■ **Detalles del ejercicio**:
Responde estas preguntas sobre el fragmento acerca de la despoblación rural:
1. ¿Cuántos habitantes tenía el pueblo de la primera zona donde vivía quien escribe?
2. ¿Qué densidad de población se da para ese territorio «descosido»?
3. ¿En qué año fue a vivir por primera vez a un pueblo pequeño?

■ **Fragmento para leer**:
▬▬▬

Me explico a través de mi experiencia en dos zonas bastante despobladas y remotas de Castilla y León. En la primera, en la que vivía en un pueblo de 300 habitantes, la capital comarcal tenía 15.000 habitantes; en la que vivo ahora, en una aldea en la que somos 6 vecinos, el núcleo más grande tiene poco más de 2.000. Y en ambos casos, para llegar a la capital de provincia, más de una hora en coche particular-obligatorio. Obviamente, esto no será igual en otras zonas con otras características socio-económicas más favorables, pero es la realidad en una gran extensión de territorio descosido (como lo define el catedrático Valentín Cabero), tanto por el bajo número de habitantes (8 hab/km2) como por el envejecimiento: periferia montañosa de Castilla y León, y la Serranía Celtibérica en general (lo que hoy se llama la Laponia española, donde yo vivo.)

Me fui a vivir por primera vez a un pueblo pequeño en pleno boom inmobiliario (año 2003). Y pasaban dos cosas. La primera es que unas pocas casas, generalmente en un estado lamentable y a un precio desorbitado, estaban en venta. Muy pocas en realidad, porque «sin prisa por vender» muchas estaban en espera de “a ver si esto sube». La segunda es que otras estaban arregladas para turismo rural. Esto, que en un principio fue una súper-idea (y no lo digo irónicamente) como recurso económico, especialmente para las mujeres rurales, resulta que también tiene su reverso tenebroso. Y es que si lo normal hasta el momento es que los jóvenes del pueblo emigrasen a la ciudad, de repente, ante una situación de demanda de nuevos pobladores de vivienda en alquiler, resulta que no era fácil encontrar algo digno.

▬▬▬

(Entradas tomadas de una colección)
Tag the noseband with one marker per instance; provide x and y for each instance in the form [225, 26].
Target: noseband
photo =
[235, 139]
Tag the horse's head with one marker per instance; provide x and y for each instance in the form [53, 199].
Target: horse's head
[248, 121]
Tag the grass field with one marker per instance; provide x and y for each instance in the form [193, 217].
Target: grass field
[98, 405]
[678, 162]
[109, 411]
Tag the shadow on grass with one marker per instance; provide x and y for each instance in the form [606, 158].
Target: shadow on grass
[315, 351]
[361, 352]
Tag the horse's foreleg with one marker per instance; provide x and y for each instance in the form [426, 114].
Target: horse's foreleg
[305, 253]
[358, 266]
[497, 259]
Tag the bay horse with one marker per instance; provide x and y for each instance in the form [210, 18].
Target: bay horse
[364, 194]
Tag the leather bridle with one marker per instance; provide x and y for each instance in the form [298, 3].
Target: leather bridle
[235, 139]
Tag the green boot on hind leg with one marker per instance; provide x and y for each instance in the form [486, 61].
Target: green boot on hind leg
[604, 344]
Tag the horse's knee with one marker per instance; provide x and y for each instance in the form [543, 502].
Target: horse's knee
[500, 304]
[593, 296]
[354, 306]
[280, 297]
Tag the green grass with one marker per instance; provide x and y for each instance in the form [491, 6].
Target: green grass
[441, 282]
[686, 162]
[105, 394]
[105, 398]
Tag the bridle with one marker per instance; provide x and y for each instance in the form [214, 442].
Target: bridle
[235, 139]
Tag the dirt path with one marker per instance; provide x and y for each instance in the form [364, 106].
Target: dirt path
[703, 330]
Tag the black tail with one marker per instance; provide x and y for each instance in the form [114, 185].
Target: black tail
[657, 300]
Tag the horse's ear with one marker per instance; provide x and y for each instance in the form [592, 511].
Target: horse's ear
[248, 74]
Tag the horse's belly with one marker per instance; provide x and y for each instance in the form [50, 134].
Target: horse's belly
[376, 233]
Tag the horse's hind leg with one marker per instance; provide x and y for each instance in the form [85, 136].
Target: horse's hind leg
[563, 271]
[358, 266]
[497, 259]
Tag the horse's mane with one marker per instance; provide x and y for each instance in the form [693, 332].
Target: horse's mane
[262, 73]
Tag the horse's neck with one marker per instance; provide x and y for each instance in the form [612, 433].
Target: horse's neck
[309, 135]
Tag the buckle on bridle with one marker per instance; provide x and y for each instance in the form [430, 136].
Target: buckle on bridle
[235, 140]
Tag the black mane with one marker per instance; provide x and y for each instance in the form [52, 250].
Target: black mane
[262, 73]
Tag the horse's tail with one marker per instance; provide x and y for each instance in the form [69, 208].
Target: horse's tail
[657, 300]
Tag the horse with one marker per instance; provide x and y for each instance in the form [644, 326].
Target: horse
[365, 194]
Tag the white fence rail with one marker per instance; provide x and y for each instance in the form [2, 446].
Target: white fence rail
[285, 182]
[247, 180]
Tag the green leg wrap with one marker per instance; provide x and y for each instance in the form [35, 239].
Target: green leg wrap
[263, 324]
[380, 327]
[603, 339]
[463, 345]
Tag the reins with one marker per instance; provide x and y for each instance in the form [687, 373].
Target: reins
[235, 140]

▬▬▬

■ **Respuesta completa**:
1. 300 habitantes.
2. 8 hab/km2.
3. En 2003.